TASK TO COMPLETE
Can you lay out the listing as a Markdown table with the columns Number and Record line, starting at the line that contains "# Trace the outline of every instance of the dark" and stopping after the line that contains "--target dark green leaf"? Number the rows and skip any blank lines.

Records excerpted from a collection
* * *

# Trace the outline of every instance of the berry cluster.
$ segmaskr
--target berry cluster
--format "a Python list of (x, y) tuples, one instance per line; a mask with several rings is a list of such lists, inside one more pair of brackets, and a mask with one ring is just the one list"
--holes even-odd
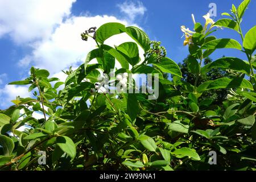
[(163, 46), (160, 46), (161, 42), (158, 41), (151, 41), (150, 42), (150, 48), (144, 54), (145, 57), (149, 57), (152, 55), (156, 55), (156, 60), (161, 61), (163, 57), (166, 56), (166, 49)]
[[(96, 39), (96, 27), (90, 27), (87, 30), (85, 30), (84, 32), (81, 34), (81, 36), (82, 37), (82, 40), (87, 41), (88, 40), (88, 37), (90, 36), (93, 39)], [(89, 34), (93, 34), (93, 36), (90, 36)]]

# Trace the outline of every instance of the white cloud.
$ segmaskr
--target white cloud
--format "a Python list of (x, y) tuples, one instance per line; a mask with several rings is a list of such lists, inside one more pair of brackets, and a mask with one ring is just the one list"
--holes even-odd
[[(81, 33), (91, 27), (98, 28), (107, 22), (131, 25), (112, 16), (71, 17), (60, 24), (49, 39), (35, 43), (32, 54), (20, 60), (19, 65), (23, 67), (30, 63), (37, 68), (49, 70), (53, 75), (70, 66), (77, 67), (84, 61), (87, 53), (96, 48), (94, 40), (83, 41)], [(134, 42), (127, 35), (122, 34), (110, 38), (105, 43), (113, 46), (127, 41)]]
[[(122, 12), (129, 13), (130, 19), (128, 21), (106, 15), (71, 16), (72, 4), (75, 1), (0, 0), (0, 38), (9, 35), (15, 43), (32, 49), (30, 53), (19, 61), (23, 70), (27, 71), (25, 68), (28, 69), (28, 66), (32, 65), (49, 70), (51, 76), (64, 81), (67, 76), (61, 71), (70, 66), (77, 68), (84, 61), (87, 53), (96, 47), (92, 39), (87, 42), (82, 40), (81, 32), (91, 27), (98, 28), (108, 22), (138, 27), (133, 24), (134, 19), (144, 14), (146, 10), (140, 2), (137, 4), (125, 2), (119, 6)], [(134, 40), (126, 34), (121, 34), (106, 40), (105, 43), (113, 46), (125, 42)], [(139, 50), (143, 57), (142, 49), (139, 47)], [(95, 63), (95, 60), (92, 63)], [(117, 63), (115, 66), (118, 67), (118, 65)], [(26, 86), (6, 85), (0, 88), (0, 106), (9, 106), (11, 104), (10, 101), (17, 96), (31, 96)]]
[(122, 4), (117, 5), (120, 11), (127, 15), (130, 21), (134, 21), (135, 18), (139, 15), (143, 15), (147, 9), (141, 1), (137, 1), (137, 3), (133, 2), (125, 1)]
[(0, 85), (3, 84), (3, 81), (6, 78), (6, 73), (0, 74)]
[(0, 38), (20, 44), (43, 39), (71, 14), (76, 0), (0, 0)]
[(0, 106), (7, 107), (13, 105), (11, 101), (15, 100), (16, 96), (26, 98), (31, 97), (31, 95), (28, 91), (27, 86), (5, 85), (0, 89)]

* * *

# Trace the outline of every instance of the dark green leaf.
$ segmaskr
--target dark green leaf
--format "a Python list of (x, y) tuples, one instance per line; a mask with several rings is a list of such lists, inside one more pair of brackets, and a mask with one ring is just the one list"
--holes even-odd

* * *

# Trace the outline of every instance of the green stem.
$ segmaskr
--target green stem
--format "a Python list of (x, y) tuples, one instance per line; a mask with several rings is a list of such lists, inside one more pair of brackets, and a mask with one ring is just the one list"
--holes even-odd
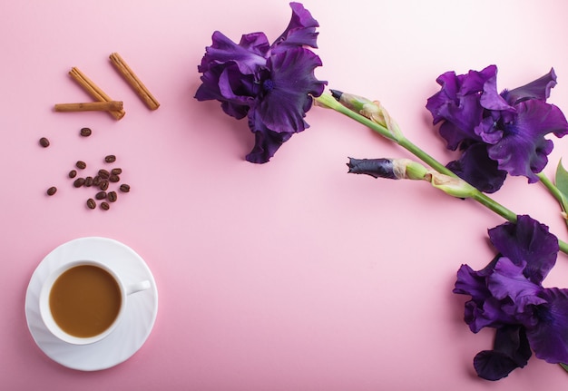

* * *

CORRECT RESULT
| Number | Record line |
|---|---|
| 1 | # Trace the outline of every instance of the dark green leaf. |
| 2 | $ segmaskr |
| 3 | --target dark green leaf |